------ RECORDS FOR THE TASK ------
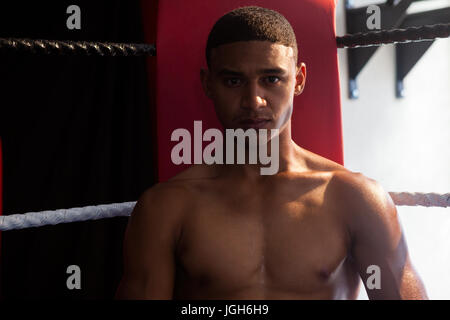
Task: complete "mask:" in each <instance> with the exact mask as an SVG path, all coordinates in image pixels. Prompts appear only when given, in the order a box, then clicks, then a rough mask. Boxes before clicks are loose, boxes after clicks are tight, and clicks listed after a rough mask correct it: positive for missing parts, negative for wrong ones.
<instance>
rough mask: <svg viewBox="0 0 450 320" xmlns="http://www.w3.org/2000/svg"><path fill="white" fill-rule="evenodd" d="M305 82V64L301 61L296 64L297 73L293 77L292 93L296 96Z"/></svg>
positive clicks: (301, 91)
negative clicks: (294, 80)
mask: <svg viewBox="0 0 450 320" xmlns="http://www.w3.org/2000/svg"><path fill="white" fill-rule="evenodd" d="M305 83H306V65H305V64H304V63H303V62H301V63H300V65H299V66H297V75H296V77H295V90H294V95H296V96H298V95H300V94H301V93H302V92H303V89H305Z"/></svg>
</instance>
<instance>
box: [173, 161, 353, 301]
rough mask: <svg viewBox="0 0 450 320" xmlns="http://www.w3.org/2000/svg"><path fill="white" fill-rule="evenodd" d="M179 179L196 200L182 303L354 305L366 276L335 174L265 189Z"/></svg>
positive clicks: (300, 175)
mask: <svg viewBox="0 0 450 320" xmlns="http://www.w3.org/2000/svg"><path fill="white" fill-rule="evenodd" d="M205 168H206V167H198V168H197V169H193V170H196V171H197V172H196V173H195V174H194V176H200V178H195V179H175V180H173V181H172V182H170V183H179V184H182V185H183V187H184V188H186V189H187V190H188V191H189V193H190V195H191V197H190V199H191V200H190V203H189V205H187V206H186V212H185V214H184V219H183V223H182V232H181V236H180V238H179V241H178V245H177V250H176V279H175V289H174V299H354V298H356V296H357V291H358V286H359V276H358V274H357V272H356V270H355V269H354V267H353V265H352V263H351V258H350V256H349V251H350V246H351V242H350V235H349V233H348V230H347V228H346V224H345V222H344V221H345V219H343V215H344V214H345V204H344V203H341V202H340V201H339V200H338V199H337V197H336V194H335V192H334V191H333V189H334V187H330V181H331V180H332V179H333V176H334V171H333V170H326V171H322V170H321V171H315V170H314V171H310V172H307V173H281V174H278V175H274V176H271V177H267V179H266V180H265V182H264V183H259V184H254V185H252V184H250V183H247V182H246V183H239V182H238V181H236V180H232V179H227V178H220V177H209V178H201V176H202V174H206V173H207V172H206V171H207V170H208V169H205Z"/></svg>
------
→ WORK TASK
Leave out every picture and copy the rest of the records exactly.

→ WRITTEN SOLUTION
Task: complete "mask:" in each <instance> with the exact mask as an SVG path, all coordinates in image pixels. Prompts appear only when given, in the order a box, then clicks, then a rough mask. Boxes before clicks are loose, boxes after clicks are tight, and clicks listed after a rough mask correct it: positive for missing parts, negative for wrong ones.
<instance>
rough mask: <svg viewBox="0 0 450 320" xmlns="http://www.w3.org/2000/svg"><path fill="white" fill-rule="evenodd" d="M305 82V64L301 61L296 64L297 73L293 77L292 93L296 96Z"/></svg>
positive clicks: (301, 91)
negative clicks: (294, 80)
mask: <svg viewBox="0 0 450 320" xmlns="http://www.w3.org/2000/svg"><path fill="white" fill-rule="evenodd" d="M305 83H306V65H305V64H304V63H303V62H301V63H300V65H299V66H297V75H296V77H295V90H294V95H296V96H298V95H300V94H301V93H302V92H303V89H305Z"/></svg>
</instance>
<instance>
box: [173, 161, 353, 301]
rough mask: <svg viewBox="0 0 450 320" xmlns="http://www.w3.org/2000/svg"><path fill="white" fill-rule="evenodd" d="M179 179L196 200L182 303L354 305L366 276L335 174L265 189Z"/></svg>
positive clicks: (300, 175)
mask: <svg viewBox="0 0 450 320" xmlns="http://www.w3.org/2000/svg"><path fill="white" fill-rule="evenodd" d="M205 168H206V167H198V168H197V169H193V170H196V171H197V172H196V173H195V174H194V176H200V178H195V179H175V180H173V181H172V182H170V183H179V184H182V185H183V187H184V188H186V189H187V190H188V191H189V193H190V195H191V197H190V199H191V200H190V203H189V205H187V206H186V212H185V214H184V219H183V223H182V232H181V236H180V238H179V241H178V245H177V250H176V279H175V289H174V299H354V298H356V296H357V291H358V286H359V276H358V274H357V272H356V270H355V269H354V267H353V265H352V263H351V258H350V256H349V251H350V246H351V242H350V235H349V233H348V230H347V228H346V224H345V222H344V221H345V219H343V215H344V214H345V204H344V203H341V202H340V201H339V200H338V199H337V197H336V194H335V192H334V191H333V189H334V187H330V181H331V180H332V179H333V176H334V171H333V170H326V171H322V170H321V171H315V170H314V171H310V172H307V173H281V174H278V175H274V176H271V177H267V179H266V180H265V182H264V183H259V184H254V185H252V184H250V183H247V182H246V183H239V182H238V181H236V180H232V179H227V178H220V177H209V178H201V176H202V174H206V173H207V172H206V171H207V170H208V169H205Z"/></svg>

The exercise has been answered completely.